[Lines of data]

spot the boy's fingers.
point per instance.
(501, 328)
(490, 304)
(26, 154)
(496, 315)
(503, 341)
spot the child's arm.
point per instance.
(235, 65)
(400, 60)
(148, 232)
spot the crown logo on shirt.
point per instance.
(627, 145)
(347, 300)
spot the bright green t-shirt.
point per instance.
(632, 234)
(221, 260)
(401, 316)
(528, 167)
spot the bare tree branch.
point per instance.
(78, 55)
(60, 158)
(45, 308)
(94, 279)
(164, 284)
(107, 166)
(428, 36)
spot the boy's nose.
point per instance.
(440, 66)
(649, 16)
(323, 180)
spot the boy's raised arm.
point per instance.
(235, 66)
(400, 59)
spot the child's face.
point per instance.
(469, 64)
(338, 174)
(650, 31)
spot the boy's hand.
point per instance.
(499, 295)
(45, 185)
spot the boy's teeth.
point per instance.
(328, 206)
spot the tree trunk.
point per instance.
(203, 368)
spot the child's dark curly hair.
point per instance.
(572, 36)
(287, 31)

> _TASK TO COMPLETE_
Repeat only the lines running from the line that contains "spot the child's arm." through the last line above, inclusive.

> _RESULT_
spot the child's arm.
point per instance.
(235, 65)
(400, 60)
(148, 232)
spot the crown logo on shirt.
point per instance.
(627, 145)
(347, 300)
spot the bright green t-shirt.
point per instance.
(632, 234)
(221, 260)
(401, 316)
(528, 167)
spot the bare tree branch.
point per instance.
(78, 55)
(60, 158)
(45, 308)
(94, 279)
(164, 284)
(107, 166)
(428, 36)
spot the boy's nose.
point per instance.
(440, 66)
(649, 16)
(323, 180)
spot the boy's raised arm.
point per instance.
(235, 66)
(400, 59)
spot the child's face.
point per instance.
(469, 64)
(338, 174)
(650, 31)
spot the boy's hand.
point per instance.
(499, 295)
(45, 185)
spot the boy's teeth.
point per instance.
(328, 206)
spot the tree trunk.
point per instance.
(203, 368)
spot the child's dark curly hair.
point per instance.
(572, 36)
(287, 31)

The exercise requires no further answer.